Supplied data: Begin

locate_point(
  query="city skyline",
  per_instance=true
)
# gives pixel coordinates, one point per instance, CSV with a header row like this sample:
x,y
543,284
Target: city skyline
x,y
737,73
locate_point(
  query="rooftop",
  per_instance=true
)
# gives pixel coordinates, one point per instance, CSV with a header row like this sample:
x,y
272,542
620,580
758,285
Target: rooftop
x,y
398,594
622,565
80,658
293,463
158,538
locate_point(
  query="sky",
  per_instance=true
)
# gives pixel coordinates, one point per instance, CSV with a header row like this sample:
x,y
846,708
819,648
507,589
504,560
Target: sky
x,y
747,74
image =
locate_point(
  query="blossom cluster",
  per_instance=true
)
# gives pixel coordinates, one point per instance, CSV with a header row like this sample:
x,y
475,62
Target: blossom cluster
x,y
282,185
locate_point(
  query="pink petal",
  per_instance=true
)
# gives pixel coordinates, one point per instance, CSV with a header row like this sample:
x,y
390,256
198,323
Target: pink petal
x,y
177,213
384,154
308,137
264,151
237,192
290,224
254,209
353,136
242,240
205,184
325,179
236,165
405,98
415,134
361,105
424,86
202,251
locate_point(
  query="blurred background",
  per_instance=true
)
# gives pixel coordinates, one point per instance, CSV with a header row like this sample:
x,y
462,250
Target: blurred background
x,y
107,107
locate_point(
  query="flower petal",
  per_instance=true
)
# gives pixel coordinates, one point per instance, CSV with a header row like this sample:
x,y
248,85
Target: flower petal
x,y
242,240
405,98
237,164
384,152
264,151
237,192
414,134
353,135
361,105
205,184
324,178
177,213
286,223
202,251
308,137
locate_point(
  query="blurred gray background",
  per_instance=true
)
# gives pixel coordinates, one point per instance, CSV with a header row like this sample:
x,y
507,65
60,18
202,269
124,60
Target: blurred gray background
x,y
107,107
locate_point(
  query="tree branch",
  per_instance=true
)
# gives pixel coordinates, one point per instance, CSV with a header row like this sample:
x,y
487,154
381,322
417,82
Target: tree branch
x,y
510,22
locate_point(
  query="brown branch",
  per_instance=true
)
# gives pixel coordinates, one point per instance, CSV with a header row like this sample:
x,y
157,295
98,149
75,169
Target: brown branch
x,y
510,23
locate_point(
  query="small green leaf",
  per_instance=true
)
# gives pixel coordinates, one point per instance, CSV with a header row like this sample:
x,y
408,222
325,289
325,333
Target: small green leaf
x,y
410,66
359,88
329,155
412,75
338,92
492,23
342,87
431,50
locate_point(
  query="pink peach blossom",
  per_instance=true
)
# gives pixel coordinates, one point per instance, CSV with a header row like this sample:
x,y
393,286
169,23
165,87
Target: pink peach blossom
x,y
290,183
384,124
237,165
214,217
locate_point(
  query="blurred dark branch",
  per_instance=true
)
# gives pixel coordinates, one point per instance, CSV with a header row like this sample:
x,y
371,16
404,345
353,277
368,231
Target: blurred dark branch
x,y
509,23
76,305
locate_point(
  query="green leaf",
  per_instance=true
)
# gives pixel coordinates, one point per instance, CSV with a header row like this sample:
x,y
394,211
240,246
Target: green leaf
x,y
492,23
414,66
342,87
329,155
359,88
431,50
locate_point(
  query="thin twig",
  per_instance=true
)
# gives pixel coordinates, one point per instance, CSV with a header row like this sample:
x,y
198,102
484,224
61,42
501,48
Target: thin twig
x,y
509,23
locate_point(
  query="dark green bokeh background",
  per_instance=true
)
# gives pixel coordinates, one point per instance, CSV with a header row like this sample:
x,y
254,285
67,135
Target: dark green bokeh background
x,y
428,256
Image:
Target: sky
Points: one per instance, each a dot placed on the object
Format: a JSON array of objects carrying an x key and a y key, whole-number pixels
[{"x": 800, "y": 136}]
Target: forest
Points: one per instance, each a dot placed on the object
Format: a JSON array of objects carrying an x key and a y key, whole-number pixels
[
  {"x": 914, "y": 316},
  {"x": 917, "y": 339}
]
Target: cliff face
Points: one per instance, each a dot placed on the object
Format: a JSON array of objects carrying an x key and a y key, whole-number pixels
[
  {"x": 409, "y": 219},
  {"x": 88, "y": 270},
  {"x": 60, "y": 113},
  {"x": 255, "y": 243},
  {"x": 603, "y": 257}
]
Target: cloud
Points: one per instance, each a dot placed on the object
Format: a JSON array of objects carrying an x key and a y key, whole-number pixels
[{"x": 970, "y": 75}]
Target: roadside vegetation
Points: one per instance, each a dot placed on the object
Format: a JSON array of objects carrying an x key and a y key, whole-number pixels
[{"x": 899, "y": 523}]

Supplied data: End

[Exercise brief]: Retype the records in full, keeping every word as it is.

[Response box]:
locate_point(
  query="city skyline",
  per_instance=true
)
# gives pixel coordinates, one point per instance, CSV with a header row like this sample:
x,y
543,284
Target: city skyline
x,y
737,73
locate_point(
  query="rooftop",
  per_instance=true
)
# gives pixel coordinates, one point per instance, CSV with a header row like this sample:
x,y
272,542
620,580
758,285
Target: rooftop
x,y
398,594
622,565
80,658
293,463
158,538
locate_point(
  query="sky",
  per_instance=true
)
# gives pixel coordinates, one point per instance, CSV with a header row like this sample:
x,y
846,708
819,648
507,589
504,560
Target: sky
x,y
747,74
image =
locate_point(
  query="blossom cluster",
  per_instance=true
)
# gives pixel coordinates, one point per instance, CSV with a header row like this sample:
x,y
475,62
Target: blossom cluster
x,y
282,185
locate_point(
  query="pink petal",
  per_instance=true
)
# gives pixel coordinates, one point per instance, CSV with a header row like this sample:
x,y
390,256
198,323
Target: pink petal
x,y
177,213
384,154
308,137
264,151
237,192
290,224
254,209
353,136
242,240
205,184
325,179
236,165
405,98
415,134
361,105
424,86
202,251
locate_point(
  query="blurred background",
  per_instance=true
)
# gives pixel coordinates, one point per instance, CSV with a header row like this sample:
x,y
462,250
Target: blurred background
x,y
107,107
locate_point(
  query="flower petal",
  per_instance=true
)
# gives pixel coordinates, one point per instance, CSV with a header row like this sample:
x,y
248,85
Target: flower petal
x,y
242,240
405,98
237,164
384,152
264,151
237,192
414,134
353,135
361,105
205,184
324,178
177,213
286,223
202,251
308,137
locate_point(
  query="blurred gray background",
  per_instance=true
)
# gives pixel coordinates, one point per instance, CSV with a header row like this sample:
x,y
507,65
60,18
202,269
124,60
Target: blurred gray background
x,y
107,107
locate_point(
  query="tree branch",
  per_instance=true
)
# gives pixel coordinates, one point per instance, CSV with a header row like this sample:
x,y
487,154
381,322
417,82
Target: tree branch
x,y
510,22
locate_point(
  query="brown branch",
  per_instance=true
)
# gives pixel coordinates, one point per instance, CSV with a header row like this sample:
x,y
157,295
98,149
75,169
Target: brown branch
x,y
510,23
locate_point(
  query="small green leaf",
  per_instance=true
)
# gives pixel coordinates, one point per instance, CSV with a header row like this sample:
x,y
408,222
325,289
325,333
Target: small green leaf
x,y
410,66
359,88
329,155
412,75
338,92
492,23
342,87
431,50
locate_point(
  query="pink peach blossom",
  per_instance=true
)
# gives pixel coordinates, one point per instance, CSV with a header row like this sample:
x,y
393,286
169,23
165,87
Target: pink peach blossom
x,y
290,183
384,124
237,165
214,217
locate_point(
  query="blurred dark branch",
  per_instance=true
)
# gives pixel coordinates, one point per instance, CSV with a header row like this sample:
x,y
371,16
404,345
353,277
368,231
Target: blurred dark branch
x,y
509,23
76,305
locate_point(
  query="green leaf",
  per_instance=true
)
# gives pixel coordinates, one point per instance, CSV with a header row like this sample:
x,y
394,211
240,246
Target: green leaf
x,y
492,23
414,66
342,87
329,155
359,88
431,50
locate_point(
  query="thin twig",
  per_instance=true
)
# gives pixel coordinates, one point per instance, CSV with a header row like this sample:
x,y
198,102
484,224
61,42
501,48
Target: thin twig
x,y
509,23
locate_point(
  query="dark green bokeh background",
  per_instance=true
)
# gives pixel coordinates, one point per instance, CSV with a header row like this sample:
x,y
254,285
67,135
Target: dark green bokeh background
x,y
428,256
Image:
Target: sky
Points: one per instance, each a dot placed on the object
Format: a JSON array of objects carrying an x key and a y key, whole-number pixels
[{"x": 800, "y": 136}]
Target: forest
Points: one per instance, each a dot placed on the object
Format: a JSON array of objects carrying an x key and a y key, whole-number pixels
[
  {"x": 914, "y": 316},
  {"x": 917, "y": 339}
]
Target: cliff face
Points: one per instance, each a dot placed on the object
Format: a JSON array of objects carrying an x key and a y key, whole-number pixels
[
  {"x": 409, "y": 219},
  {"x": 88, "y": 270},
  {"x": 60, "y": 113},
  {"x": 255, "y": 243},
  {"x": 603, "y": 257}
]
Target: cloud
Points: one per instance, each a dot placed on the object
Format: a JSON array of objects carrying an x key and a y key, whole-number pixels
[{"x": 970, "y": 75}]
Target: roadside vegetation
Points: one per instance, each a dot placed on the object
Format: a JSON array of objects carrying an x key and a y key, whole-number pixels
[{"x": 899, "y": 523}]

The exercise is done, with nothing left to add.